SOURCE PASSAGE:
----------------
PHP won't die!

http://ctankersley.com/2015/10/06/zends-acquisition-doesnt-matter/

PHP, and the Zend Engine, currently follow the PHP License. There's a line
> at the top though that has people worried:
> Copyright (c) 1999-2006 Zend Technologies Ltd. All rights reserved.
> Zend holds the copyright to the Zend Engine, and thus the ability to set
> the license on the Zend Engine. What's the Zend Engine? It's the thing that
> makes PHP... well, PHP. It turns our written code into something servers
> understand, and makes things work. The only major player that compares to
> it is HHVM (yes, there are others, but HHVM is the only one I've seen with
> real traction).
> So, as copyright holder, Zend/RogueWave is well within their rights to
> change the license to something more permissive, or lock it down. It is
> their choice.
> If they do decide to do that, they can't change it retroactively. The PHP
> Community as a whole can continue to use previous versions of the Zend
> Engine, as long as they continue to follow the PHP License, and ignore the
> "new" Zend Engine. Life would find a way.
> There's precedent for that in fact, as when Zend suddenly showed up with
> phpng, there was some talk about not using it. We're a fickle group, and
> PHP internals could, and would, move away from the Zend Engine if needed.
> We'd also gladly continue to use older versions of Zend Engine before the
> license change.
> Worse case, we're all switching to HHVM and we have a few minor bugs to
> figure out.
----------------
(Entries drawn from a collection)
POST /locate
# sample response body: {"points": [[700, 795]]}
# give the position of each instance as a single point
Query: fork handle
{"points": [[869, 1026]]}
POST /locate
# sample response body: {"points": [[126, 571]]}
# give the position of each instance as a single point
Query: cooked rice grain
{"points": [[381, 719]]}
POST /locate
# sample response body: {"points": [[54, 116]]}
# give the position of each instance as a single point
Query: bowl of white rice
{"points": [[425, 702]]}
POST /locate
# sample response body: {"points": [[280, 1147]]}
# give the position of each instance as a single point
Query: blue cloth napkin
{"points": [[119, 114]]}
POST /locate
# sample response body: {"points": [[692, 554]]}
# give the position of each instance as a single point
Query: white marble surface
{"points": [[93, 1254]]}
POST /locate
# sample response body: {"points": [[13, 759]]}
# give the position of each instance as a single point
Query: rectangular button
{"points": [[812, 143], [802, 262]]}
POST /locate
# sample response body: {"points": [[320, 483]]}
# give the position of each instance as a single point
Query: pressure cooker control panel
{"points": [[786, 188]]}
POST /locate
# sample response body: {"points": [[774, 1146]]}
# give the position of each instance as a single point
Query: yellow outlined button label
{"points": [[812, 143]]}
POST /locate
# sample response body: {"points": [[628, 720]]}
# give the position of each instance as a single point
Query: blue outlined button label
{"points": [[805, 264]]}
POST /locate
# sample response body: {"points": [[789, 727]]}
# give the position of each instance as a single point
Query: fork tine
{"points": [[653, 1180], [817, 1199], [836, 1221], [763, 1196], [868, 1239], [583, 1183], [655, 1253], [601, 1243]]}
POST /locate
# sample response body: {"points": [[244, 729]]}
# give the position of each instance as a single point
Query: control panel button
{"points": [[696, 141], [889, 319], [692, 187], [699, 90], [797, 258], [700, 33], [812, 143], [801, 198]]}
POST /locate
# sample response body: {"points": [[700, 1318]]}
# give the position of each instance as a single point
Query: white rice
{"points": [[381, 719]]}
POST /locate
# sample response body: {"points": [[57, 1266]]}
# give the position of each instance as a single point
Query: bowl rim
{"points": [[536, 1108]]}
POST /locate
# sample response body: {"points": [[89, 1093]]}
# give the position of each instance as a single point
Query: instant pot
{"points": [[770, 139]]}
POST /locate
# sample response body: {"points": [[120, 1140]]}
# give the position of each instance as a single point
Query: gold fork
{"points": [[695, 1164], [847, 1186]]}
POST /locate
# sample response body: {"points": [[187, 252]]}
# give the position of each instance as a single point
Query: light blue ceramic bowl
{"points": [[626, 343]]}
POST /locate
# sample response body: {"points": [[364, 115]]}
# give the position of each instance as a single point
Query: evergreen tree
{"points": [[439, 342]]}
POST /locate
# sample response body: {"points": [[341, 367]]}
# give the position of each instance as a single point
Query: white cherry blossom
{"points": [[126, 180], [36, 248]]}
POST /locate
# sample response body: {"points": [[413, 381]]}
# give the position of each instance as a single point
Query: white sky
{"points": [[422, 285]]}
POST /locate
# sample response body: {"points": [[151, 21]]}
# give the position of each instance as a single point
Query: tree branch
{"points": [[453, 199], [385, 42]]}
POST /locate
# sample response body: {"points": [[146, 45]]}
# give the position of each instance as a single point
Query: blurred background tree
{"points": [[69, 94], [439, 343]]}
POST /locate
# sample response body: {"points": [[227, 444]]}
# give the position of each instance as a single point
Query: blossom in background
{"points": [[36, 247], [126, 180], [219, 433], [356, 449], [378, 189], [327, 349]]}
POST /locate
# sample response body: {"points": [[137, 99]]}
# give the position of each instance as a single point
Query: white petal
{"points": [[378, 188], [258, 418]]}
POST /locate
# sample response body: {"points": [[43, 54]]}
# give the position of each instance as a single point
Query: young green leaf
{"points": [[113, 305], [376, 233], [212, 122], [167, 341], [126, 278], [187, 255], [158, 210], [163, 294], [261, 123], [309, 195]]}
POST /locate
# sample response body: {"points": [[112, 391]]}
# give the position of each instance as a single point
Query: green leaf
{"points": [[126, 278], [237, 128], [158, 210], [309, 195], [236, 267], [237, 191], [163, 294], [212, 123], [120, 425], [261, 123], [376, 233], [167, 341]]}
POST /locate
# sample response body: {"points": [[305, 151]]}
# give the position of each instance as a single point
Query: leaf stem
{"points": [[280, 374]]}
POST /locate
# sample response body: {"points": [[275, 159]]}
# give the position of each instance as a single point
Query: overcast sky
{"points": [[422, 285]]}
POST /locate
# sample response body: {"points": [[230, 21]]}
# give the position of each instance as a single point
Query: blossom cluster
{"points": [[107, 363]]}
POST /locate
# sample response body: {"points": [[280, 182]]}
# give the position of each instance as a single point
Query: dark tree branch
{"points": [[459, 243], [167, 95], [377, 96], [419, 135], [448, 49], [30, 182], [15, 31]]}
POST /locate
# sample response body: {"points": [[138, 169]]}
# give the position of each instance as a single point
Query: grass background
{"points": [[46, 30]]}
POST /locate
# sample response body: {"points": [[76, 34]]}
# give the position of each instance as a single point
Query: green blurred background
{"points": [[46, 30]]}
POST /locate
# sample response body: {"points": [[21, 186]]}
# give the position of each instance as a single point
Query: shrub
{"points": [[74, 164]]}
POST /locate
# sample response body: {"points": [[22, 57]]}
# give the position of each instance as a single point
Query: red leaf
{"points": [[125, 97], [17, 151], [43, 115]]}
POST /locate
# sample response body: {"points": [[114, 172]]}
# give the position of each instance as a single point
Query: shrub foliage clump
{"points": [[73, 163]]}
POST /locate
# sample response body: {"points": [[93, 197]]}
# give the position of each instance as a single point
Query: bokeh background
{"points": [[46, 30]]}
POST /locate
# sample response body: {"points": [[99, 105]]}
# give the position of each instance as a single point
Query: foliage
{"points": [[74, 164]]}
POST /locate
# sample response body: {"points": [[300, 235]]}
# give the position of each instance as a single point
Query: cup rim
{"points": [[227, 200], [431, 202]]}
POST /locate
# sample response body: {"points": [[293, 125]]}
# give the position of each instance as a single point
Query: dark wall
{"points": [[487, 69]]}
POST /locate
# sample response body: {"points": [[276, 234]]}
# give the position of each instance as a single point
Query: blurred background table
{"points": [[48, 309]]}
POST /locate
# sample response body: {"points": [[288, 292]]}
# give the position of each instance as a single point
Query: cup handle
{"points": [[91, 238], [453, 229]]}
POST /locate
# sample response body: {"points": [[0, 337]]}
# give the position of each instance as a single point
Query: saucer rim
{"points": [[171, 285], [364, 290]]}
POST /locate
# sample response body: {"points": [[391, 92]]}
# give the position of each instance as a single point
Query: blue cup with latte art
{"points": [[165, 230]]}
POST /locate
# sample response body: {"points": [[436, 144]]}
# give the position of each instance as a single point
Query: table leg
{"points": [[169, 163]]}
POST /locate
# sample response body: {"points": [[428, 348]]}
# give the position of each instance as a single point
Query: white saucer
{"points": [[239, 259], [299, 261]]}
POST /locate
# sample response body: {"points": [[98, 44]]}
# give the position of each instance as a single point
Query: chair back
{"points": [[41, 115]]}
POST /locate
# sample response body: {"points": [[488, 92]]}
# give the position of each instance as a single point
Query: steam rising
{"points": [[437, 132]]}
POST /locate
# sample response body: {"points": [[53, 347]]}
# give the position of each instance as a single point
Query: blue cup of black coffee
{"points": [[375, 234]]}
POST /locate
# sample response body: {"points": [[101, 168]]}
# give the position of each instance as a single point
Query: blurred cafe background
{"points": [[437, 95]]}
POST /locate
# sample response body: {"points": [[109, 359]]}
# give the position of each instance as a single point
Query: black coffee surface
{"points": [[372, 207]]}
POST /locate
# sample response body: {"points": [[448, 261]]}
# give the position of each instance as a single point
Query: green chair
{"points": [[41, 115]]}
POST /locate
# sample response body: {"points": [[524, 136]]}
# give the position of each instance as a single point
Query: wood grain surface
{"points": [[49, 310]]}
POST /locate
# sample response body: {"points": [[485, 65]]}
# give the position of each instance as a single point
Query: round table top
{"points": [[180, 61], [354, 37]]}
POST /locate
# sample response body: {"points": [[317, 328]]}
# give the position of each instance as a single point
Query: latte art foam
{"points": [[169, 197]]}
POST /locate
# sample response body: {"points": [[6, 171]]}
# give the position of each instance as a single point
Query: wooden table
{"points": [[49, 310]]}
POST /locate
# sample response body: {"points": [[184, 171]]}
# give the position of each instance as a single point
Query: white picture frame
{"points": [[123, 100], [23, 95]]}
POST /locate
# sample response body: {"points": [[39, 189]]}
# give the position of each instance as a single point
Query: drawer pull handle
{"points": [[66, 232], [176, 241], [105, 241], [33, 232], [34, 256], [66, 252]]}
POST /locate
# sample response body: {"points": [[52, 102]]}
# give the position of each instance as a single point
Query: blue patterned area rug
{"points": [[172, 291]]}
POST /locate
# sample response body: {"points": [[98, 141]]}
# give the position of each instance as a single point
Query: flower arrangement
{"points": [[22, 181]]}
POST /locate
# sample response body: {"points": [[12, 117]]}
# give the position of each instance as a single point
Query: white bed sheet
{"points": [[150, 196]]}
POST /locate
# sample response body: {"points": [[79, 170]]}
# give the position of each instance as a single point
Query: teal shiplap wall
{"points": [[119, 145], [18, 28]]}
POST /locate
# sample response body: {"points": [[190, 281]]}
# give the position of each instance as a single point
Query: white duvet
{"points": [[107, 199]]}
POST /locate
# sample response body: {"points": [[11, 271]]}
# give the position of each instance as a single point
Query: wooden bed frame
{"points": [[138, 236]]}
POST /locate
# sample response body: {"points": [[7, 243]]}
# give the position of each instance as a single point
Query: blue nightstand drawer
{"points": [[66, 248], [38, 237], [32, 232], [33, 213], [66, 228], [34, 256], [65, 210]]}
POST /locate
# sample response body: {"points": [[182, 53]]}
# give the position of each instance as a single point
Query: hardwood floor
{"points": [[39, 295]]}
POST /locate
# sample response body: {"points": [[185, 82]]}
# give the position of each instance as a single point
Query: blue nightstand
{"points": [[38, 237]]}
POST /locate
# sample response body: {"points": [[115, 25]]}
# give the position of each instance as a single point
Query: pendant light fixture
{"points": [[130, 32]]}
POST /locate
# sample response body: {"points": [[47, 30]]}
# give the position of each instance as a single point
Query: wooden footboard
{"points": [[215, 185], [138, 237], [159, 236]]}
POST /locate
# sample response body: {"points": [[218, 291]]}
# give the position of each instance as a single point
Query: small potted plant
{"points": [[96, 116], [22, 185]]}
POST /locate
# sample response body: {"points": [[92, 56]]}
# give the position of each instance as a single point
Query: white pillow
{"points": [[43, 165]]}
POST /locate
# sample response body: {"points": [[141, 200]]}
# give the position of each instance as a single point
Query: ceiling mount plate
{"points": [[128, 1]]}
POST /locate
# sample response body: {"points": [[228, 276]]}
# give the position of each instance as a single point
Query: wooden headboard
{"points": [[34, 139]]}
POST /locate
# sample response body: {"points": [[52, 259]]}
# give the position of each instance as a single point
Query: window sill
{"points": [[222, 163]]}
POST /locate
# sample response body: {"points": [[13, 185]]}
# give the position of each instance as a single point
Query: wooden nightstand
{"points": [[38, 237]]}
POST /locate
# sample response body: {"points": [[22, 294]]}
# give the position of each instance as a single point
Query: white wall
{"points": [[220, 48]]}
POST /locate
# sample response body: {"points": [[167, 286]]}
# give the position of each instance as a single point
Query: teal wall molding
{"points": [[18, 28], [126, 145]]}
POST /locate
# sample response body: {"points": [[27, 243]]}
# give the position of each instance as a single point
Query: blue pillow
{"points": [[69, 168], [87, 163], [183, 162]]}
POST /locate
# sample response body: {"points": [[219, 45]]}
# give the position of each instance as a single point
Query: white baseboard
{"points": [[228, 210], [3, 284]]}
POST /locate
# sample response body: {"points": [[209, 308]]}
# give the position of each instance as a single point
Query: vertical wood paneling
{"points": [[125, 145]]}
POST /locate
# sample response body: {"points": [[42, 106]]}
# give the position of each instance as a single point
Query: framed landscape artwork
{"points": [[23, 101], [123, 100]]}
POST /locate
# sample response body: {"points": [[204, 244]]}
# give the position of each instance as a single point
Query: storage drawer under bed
----------------
WRITTEN REQUEST:
Copy the post about Zend's copyright, starting at the words "PHP won't die!" and ending after "All rights reserved.", but swap "PHP License" for "MIT License" everywhere it occurs. The listing is separate material and has nothing to do with the post about Zend's copyright.

SOLVED PROBLEM:
PHP won't die!

http://ctankersley.com/2015/10/06/zends-acquisition-doesnt-matter/

PHP, and the Zend Engine, currently follow the MIT License. There's a line
> at the top though that has people worried:
> Copyright (c) 1999-2006 Zend Technologies Ltd. All rights reserved.